----- Supplied entries -----

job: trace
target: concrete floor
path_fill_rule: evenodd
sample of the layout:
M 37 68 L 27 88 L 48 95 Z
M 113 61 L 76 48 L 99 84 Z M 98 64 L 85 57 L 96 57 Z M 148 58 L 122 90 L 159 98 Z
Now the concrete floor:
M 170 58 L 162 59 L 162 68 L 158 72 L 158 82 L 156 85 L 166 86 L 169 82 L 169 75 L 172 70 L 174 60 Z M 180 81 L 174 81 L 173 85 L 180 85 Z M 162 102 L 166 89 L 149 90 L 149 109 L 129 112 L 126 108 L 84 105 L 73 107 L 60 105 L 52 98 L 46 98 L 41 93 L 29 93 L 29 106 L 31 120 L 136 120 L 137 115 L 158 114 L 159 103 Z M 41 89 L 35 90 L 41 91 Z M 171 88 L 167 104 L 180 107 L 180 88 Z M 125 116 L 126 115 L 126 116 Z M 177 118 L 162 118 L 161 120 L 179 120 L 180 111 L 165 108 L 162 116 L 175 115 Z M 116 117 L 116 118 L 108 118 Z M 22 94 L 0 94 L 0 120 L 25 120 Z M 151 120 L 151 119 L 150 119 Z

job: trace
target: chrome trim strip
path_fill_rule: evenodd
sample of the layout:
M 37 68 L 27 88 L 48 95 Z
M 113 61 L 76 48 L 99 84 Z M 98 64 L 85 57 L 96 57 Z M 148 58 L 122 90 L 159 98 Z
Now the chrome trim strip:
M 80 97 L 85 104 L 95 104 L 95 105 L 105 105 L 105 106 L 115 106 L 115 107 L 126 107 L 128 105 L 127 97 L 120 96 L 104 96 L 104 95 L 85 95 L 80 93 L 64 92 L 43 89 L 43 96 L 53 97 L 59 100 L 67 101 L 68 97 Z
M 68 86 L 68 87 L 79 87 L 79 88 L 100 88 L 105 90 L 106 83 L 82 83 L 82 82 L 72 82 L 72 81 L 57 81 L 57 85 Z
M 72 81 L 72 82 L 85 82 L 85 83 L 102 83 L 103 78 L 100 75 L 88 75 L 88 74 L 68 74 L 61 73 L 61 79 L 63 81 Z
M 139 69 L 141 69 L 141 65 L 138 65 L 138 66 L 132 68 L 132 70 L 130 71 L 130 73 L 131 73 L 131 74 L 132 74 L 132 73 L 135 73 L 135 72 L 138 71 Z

-----

Return the records exactly, character for character.

◆ Your solution
job: trace
target: concrete floor
path_fill_rule: evenodd
sample of the layout:
M 37 68 L 27 88 L 48 95 Z
M 113 61 L 76 48 L 99 84 Z M 98 64 L 85 57 L 96 57 Z M 148 58 L 122 90 L 159 98 Z
Now the concrete floor:
M 170 58 L 162 59 L 162 68 L 158 72 L 158 82 L 156 85 L 166 86 L 169 82 L 169 75 L 172 70 L 174 60 Z M 180 81 L 174 81 L 173 85 L 180 85 Z M 162 102 L 166 89 L 149 90 L 149 109 L 129 112 L 126 108 L 84 105 L 73 107 L 60 105 L 52 98 L 46 98 L 41 93 L 29 93 L 29 106 L 31 120 L 136 120 L 137 115 L 158 114 L 159 103 Z M 41 89 L 35 90 L 41 91 Z M 171 88 L 167 104 L 180 107 L 180 88 Z M 125 116 L 126 115 L 126 116 Z M 177 118 L 162 118 L 161 120 L 179 120 L 180 111 L 165 108 L 162 116 L 175 115 Z M 116 117 L 116 118 L 108 118 Z M 22 94 L 0 94 L 0 120 L 25 120 Z M 151 120 L 151 119 L 150 119 Z

job: trace
target: chrome trim strip
path_fill_rule: evenodd
sample of the layout:
M 37 68 L 27 88 L 48 95 Z
M 113 61 L 76 48 L 99 84 Z M 98 64 L 85 57 L 96 57 Z M 148 58 L 122 90 L 159 98 Z
Now the chrome trim strip:
M 80 97 L 85 104 L 95 104 L 95 105 L 105 105 L 105 106 L 115 106 L 115 107 L 126 107 L 128 105 L 127 97 L 120 96 L 104 96 L 104 95 L 85 95 L 80 93 L 64 92 L 43 89 L 43 96 L 53 97 L 59 100 L 67 101 L 68 97 Z
M 68 86 L 68 87 L 79 87 L 79 88 L 100 88 L 105 90 L 106 83 L 82 83 L 82 82 L 72 82 L 72 81 L 57 81 L 57 85 Z
M 72 81 L 72 82 L 85 82 L 85 83 L 102 83 L 103 78 L 100 75 L 88 75 L 88 74 L 68 74 L 61 73 L 61 79 L 63 81 Z
M 139 69 L 141 69 L 141 65 L 138 65 L 138 66 L 132 68 L 132 70 L 130 71 L 130 73 L 131 73 L 131 74 L 132 74 L 132 73 L 135 73 L 135 72 L 138 71 Z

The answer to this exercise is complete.